- Work to be completed: Extract every line of the material below and reproduce it faithfully.

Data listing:

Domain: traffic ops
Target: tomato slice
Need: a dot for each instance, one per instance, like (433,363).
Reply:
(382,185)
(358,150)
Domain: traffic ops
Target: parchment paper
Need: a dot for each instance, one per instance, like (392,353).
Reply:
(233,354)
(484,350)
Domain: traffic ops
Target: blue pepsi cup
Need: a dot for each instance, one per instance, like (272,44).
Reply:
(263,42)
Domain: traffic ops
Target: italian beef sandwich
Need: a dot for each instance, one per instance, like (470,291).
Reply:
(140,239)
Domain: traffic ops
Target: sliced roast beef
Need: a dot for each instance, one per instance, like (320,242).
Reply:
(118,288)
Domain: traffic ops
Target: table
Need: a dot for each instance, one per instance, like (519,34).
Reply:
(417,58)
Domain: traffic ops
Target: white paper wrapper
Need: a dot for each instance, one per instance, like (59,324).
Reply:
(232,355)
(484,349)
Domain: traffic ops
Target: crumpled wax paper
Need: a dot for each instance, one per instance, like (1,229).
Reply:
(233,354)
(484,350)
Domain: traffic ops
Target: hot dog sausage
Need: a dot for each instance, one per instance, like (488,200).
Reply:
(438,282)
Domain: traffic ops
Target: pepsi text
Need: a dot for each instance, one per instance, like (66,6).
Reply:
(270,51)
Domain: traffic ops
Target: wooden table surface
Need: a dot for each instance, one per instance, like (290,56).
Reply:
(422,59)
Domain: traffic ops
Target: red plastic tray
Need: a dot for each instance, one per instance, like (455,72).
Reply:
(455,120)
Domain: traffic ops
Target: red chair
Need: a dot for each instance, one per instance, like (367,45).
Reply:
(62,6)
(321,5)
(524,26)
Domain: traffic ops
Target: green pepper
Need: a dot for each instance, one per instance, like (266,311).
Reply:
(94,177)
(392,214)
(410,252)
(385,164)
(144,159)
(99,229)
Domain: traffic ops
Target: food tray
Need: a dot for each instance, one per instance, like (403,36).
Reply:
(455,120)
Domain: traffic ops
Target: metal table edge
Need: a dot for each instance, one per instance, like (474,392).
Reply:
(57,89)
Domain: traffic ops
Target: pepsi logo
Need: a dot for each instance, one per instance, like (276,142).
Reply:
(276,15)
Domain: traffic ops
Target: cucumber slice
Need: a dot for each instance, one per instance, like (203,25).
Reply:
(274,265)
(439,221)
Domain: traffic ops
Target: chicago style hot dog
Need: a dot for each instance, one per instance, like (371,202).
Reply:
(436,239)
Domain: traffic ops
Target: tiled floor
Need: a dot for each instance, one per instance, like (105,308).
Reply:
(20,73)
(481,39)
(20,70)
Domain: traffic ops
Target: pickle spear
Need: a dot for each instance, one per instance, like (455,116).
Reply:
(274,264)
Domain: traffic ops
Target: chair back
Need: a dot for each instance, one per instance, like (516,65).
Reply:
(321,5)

- Result:
Domain: traffic ops
Target: tomato slice
Need: a dot for each instance, one per instance, like (433,363).
Reply:
(382,185)
(358,150)
Domain: traffic ops
Target: parchment paper
Need: a dot for each instance, one per instance, like (392,353).
Reply:
(233,354)
(484,350)
Domain: traffic ops
Target: blue pepsi cup
Need: a dot for each instance, one per instance, like (272,44).
Reply:
(263,42)
Domain: traffic ops
Target: italian beef sandwich
Need: a dot for each instance, one per instance, like (470,291).
Reply:
(140,239)
Domain: traffic ops
Target: sliced roast beef
Need: a dot for each instance, one per instance, like (320,242).
Reply:
(118,288)
Domain: traffic ops
Target: table
Need: a dot for each instance, one per instance, like (519,34).
Reply:
(417,58)
Domain: traffic ops
Target: white paper wrapper
Need: a dot for each instance, one per instance, like (59,324).
Reply:
(232,355)
(484,349)
Domain: traffic ops
Target: crumpled wax paper
Need: a dot for each instance, one per instance, like (1,229).
Reply:
(233,354)
(484,350)
Domain: traffic ops
Target: hot dog sausage
Need: a dot for each instance, one per instance, like (488,200).
Reply:
(438,282)
Domain: traffic ops
Target: pepsi text
Need: a dot for each instance, one per instance, like (66,6).
Reply:
(270,51)
Domain: traffic ops
Target: wooden table surface
Need: a dot for each instance, one per instance, like (290,56).
Reply:
(422,59)
Domain: traffic ops
Target: red plastic tray
Need: a dot for each instance, one per instance, like (455,72).
Reply:
(455,120)
Domain: traffic ops
Target: red chair
Need: a dot for each instance, one per instance, like (367,45).
Reply:
(62,6)
(321,5)
(524,26)
Domain: traffic ops
Target: green pepper
Need: a dot for each instance, one per instance, like (266,311).
Reply:
(94,177)
(392,214)
(410,252)
(385,164)
(144,159)
(99,229)
Domain: traffic ops
Target: food tray
Need: a dot for each instance, one per instance, like (403,36).
Reply:
(455,120)
Domain: traffic ops
Target: metal table edge
Need: a dot for each instance, one per instance, like (474,392).
Reply:
(57,89)
Domain: traffic ops
Target: pepsi logo
Need: a dot for each instance, one per instance, like (276,142).
Reply:
(276,15)
Domain: traffic ops
Target: cucumber slice
Need: a dot for each instance, one per instance, like (203,25).
Reply:
(274,265)
(439,221)
Domain: traffic ops
Target: chicago style hot dog
Need: a dot for each instance, one per instance, like (371,202).
Reply:
(436,239)
Domain: traffic ops
Target: tiled floor
Need: a dot for each instance, one per instance, like (105,308).
Reply:
(20,73)
(481,39)
(20,70)
Domain: traffic ops
Target: pickle spear
Need: a dot for each instance, one per instance, like (455,116).
Reply:
(274,264)
Domain: traffic ops
Target: chair back
Need: a dot for each instance, one per instance, like (516,65).
Reply:
(321,5)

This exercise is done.